> **Stated problem**: Lay out the records as a Markdown table with the columns Row and Line, one numbered row per line. Begin at the first line of the records, stop after the line that has "[161,0,400,159]", and leave out blank lines.

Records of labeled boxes
┄┄┄┄┄┄┄┄┄┄┄┄┄┄┄┄┄┄┄┄

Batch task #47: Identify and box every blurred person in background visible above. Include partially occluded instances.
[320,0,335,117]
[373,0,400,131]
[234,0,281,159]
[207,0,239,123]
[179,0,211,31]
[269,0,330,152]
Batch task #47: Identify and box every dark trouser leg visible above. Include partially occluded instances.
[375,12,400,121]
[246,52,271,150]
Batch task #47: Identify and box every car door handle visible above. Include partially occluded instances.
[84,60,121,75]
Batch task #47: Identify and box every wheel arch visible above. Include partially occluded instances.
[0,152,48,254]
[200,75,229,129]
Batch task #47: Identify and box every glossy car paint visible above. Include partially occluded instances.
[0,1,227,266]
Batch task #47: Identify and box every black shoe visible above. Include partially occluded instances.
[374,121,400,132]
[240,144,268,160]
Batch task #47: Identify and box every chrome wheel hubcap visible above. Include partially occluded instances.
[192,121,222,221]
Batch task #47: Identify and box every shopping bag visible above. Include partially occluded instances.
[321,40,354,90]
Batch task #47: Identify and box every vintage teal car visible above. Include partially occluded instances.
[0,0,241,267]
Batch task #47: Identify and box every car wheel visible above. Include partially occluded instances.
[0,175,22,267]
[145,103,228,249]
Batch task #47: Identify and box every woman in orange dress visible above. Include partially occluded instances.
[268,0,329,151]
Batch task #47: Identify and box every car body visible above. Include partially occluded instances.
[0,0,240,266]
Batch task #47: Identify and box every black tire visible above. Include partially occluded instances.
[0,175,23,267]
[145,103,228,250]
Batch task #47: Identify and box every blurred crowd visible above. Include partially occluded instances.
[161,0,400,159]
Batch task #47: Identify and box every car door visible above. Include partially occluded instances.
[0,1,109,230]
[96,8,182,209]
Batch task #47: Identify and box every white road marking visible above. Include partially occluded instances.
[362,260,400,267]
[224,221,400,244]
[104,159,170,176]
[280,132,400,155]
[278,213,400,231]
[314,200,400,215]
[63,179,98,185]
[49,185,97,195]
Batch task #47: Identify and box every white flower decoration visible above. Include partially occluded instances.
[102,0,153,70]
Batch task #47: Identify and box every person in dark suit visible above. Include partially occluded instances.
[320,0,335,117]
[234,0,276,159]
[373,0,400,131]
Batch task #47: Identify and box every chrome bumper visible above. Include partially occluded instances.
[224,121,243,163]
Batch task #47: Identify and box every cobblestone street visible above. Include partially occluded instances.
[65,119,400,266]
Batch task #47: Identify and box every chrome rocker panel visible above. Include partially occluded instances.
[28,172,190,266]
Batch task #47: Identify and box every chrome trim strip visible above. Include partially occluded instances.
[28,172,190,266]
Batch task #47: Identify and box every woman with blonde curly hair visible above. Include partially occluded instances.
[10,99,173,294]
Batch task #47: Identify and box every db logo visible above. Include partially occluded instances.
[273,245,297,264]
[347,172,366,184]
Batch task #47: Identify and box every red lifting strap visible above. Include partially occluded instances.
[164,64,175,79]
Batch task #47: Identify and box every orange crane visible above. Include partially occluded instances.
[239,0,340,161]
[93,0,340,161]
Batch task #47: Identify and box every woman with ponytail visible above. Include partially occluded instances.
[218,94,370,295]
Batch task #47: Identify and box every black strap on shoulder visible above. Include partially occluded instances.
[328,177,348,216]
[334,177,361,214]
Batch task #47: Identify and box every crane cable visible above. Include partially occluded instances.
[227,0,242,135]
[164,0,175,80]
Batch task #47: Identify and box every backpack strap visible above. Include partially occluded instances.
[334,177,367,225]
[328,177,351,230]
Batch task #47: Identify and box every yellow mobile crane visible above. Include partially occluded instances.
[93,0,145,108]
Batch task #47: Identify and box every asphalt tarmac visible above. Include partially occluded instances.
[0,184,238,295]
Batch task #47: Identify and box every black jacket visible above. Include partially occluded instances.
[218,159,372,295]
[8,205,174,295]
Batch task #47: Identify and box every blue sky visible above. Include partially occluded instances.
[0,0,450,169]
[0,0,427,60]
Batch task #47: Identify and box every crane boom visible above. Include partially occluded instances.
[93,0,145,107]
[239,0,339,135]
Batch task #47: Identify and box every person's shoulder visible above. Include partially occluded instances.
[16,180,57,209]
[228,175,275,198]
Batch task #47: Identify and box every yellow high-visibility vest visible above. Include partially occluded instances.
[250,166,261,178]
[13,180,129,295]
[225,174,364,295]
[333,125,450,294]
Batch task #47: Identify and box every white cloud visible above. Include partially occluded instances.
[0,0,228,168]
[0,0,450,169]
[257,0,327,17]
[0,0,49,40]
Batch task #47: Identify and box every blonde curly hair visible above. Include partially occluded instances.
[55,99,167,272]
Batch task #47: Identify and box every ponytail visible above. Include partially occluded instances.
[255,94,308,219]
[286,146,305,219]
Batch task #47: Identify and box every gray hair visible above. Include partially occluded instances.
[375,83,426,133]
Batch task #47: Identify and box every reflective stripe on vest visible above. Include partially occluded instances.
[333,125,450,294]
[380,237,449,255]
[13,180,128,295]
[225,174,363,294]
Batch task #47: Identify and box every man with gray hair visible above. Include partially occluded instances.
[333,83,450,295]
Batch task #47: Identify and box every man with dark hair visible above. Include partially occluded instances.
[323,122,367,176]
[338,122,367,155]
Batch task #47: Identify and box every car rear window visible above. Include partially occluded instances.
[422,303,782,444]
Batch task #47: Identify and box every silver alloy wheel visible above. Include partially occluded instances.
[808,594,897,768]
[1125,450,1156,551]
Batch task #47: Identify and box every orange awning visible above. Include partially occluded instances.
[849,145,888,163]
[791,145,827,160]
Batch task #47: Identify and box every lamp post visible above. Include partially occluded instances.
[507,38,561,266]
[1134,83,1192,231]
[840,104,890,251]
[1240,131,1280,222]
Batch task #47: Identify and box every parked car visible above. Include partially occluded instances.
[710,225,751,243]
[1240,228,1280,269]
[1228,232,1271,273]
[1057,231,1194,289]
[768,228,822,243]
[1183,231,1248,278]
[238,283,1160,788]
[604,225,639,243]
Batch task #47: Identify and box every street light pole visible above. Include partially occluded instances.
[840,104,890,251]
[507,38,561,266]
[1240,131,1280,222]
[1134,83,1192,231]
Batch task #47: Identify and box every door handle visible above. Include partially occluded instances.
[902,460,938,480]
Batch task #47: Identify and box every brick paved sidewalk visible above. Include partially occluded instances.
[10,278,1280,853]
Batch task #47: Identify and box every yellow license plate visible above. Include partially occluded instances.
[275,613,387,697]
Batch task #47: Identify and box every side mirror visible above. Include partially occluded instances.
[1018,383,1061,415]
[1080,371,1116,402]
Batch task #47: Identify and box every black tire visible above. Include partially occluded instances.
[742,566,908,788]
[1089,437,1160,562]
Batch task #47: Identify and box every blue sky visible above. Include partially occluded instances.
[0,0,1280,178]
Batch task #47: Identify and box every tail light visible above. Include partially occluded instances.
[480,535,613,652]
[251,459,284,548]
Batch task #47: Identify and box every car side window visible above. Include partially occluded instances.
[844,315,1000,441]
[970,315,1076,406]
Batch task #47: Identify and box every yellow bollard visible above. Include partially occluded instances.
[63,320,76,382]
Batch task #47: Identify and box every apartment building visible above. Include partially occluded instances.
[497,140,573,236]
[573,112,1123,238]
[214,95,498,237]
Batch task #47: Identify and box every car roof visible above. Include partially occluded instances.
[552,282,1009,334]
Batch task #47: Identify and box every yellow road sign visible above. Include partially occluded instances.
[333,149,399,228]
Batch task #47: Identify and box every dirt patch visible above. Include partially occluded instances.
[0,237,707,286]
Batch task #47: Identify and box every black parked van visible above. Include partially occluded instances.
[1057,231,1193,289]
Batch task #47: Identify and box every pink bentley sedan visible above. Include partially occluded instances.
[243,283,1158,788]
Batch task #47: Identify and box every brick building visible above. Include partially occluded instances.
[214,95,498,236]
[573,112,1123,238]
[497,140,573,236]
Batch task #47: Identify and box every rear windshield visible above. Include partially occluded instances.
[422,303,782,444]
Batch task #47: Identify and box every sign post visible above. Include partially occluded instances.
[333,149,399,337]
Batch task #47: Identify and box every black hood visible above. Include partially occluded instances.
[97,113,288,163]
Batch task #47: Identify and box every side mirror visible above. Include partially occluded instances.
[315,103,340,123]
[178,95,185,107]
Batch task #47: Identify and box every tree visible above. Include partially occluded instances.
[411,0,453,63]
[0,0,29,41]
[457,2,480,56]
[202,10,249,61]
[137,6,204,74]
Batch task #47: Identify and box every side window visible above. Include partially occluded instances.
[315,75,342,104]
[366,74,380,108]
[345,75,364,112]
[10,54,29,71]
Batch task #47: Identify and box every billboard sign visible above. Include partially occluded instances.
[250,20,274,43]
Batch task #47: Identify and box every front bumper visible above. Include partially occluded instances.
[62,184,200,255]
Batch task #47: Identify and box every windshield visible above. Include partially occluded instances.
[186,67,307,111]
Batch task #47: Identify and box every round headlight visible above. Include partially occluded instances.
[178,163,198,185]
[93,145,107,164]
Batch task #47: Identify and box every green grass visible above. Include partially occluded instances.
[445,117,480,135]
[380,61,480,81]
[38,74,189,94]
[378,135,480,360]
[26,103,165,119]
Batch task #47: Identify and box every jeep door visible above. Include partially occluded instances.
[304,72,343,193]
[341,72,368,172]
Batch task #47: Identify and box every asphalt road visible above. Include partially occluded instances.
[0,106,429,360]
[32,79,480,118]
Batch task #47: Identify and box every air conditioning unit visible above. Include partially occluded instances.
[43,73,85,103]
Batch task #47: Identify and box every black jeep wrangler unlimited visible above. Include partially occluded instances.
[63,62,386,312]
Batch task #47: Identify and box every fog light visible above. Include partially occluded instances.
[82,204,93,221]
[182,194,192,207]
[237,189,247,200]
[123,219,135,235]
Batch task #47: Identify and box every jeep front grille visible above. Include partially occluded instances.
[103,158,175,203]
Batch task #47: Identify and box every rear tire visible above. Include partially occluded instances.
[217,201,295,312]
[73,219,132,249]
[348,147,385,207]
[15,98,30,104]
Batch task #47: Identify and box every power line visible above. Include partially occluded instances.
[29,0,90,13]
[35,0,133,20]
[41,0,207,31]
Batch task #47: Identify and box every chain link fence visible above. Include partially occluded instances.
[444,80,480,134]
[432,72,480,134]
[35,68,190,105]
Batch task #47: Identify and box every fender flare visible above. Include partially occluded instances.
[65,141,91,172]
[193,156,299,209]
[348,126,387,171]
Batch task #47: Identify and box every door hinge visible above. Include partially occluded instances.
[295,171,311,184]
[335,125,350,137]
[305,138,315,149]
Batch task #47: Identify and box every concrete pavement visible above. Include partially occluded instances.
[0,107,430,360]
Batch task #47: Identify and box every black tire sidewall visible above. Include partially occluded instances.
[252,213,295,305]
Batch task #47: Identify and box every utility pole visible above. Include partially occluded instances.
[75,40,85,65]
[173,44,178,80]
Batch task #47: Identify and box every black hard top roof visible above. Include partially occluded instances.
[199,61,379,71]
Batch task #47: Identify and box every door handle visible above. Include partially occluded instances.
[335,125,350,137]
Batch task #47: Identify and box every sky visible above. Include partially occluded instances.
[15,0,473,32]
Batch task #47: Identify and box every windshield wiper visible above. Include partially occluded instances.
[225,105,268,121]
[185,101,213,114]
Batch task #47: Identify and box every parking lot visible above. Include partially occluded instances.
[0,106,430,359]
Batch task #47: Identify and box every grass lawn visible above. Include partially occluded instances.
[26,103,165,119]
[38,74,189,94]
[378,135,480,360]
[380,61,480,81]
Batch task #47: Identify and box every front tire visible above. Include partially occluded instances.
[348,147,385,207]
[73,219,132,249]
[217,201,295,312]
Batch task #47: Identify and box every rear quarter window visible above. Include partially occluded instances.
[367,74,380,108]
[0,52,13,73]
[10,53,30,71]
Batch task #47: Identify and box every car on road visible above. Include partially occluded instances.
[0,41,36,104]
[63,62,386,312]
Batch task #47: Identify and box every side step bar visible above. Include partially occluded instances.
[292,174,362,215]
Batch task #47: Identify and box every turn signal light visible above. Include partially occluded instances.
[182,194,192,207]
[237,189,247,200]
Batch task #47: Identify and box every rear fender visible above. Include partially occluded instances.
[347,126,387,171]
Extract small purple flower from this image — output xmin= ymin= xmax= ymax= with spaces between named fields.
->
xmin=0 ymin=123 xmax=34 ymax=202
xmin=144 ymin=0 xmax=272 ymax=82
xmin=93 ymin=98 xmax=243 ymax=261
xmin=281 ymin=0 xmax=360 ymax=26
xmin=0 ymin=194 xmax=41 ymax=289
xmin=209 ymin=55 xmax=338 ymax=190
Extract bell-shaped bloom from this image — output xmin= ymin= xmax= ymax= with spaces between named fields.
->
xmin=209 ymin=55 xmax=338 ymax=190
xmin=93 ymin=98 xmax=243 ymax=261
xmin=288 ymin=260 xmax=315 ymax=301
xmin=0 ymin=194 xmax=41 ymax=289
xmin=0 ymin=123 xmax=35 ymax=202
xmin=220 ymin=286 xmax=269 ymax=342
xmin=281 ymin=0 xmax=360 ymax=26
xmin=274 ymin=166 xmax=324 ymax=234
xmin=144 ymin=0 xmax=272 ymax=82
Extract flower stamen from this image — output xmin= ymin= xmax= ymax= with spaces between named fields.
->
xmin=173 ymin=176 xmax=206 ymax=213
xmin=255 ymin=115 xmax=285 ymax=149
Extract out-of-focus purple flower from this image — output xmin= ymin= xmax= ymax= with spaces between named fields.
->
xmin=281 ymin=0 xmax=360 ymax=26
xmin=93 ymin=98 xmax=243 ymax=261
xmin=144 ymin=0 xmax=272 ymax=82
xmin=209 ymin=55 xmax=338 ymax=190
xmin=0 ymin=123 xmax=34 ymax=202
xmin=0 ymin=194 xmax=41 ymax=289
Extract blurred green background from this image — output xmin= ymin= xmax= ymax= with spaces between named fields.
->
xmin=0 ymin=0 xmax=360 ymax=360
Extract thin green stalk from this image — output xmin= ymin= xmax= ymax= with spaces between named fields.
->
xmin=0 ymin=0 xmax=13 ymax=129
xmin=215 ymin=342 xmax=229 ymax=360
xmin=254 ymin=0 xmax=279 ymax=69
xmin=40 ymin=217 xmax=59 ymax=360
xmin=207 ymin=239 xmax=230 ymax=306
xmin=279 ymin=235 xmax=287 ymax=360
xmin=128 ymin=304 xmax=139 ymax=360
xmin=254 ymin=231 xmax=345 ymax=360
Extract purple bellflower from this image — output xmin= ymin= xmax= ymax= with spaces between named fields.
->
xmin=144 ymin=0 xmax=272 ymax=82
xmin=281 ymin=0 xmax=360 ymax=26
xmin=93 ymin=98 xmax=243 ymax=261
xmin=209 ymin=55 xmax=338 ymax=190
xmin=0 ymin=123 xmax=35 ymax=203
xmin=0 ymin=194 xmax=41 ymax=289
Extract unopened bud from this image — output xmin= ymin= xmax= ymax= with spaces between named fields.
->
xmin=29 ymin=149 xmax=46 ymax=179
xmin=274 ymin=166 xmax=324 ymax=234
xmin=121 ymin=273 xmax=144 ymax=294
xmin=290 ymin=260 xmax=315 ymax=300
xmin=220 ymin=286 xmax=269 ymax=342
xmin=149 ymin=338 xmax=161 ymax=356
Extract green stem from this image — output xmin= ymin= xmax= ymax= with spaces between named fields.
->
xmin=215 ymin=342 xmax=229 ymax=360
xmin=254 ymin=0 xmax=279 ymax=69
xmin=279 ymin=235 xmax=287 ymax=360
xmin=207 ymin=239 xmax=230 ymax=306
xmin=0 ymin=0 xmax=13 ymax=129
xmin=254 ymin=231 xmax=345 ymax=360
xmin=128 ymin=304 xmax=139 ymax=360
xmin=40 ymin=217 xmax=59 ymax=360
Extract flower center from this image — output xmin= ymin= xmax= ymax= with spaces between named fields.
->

┄┄┄┄┄┄┄┄┄┄┄┄┄┄┄┄┄┄┄┄

> **Exercise output**:
| Row | Line |
|---|---|
| 1 | Batch task #47: Identify and box every blurred person in background visible above. Include partially occluded instances. |
| 2 | [320,0,335,117] |
| 3 | [373,0,400,131] |
| 4 | [234,0,281,159] |
| 5 | [207,0,239,123] |
| 6 | [179,0,211,31] |
| 7 | [269,0,330,152] |
| 8 | Batch task #47: Identify and box every dark trouser leg visible above. Include partially occluded instances. |
| 9 | [375,12,400,121] |
| 10 | [246,52,271,150] |
| 11 | Batch task #47: Identify and box every car door handle visible above. Include partially occluded instances. |
| 12 | [84,60,121,75] |
| 13 | Batch task #47: Identify and box every wheel arch visible above. Include partially occluded instances. |
| 14 | [0,152,48,254] |
| 15 | [200,75,229,129] |
| 16 | Batch task #47: Identify and box every glossy car paint visible above. Include partially occluded instances. |
| 17 | [0,1,227,266] |
| 18 | Batch task #47: Identify and box every black shoe visible above. Include partially occluded instances. |
| 19 | [374,121,400,132] |
| 20 | [240,144,268,160] |
| 21 | Batch task #47: Identify and box every chrome wheel hubcap visible above. Include partially occluded instances. |
| 22 | [192,121,222,221] |
| 23 | Batch task #47: Identify and box every shopping bag visible above. Include partially occluded instances. |
| 24 | [321,40,354,90] |
| 25 | Batch task #47: Identify and box every vintage teal car visible above. Include partially occluded instances. |
| 26 | [0,0,241,267] |
| 27 | Batch task #47: Identify and box every car wheel visible above. Include partially occluded instances. |
| 28 | [0,175,22,267] |
| 29 | [145,103,228,249] |
| 30 | Batch task #47: Identify and box every woman in orange dress visible above. Include partially occluded instances. |
| 31 | [268,0,329,151] |
| 32 | Batch task #47: Identify and box every car body visible above. Include partially occluded instances. |
| 33 | [0,0,240,266] |
| 34 | Batch task #47: Identify and box every black tire visible above. Include partially occluded instances. |
| 35 | [0,175,23,267] |
| 36 | [145,103,228,250] |
| 37 | Batch task #47: Identify and box every blurred crowd visible above. Include partially occluded instances. |
| 38 | [161,0,400,159] |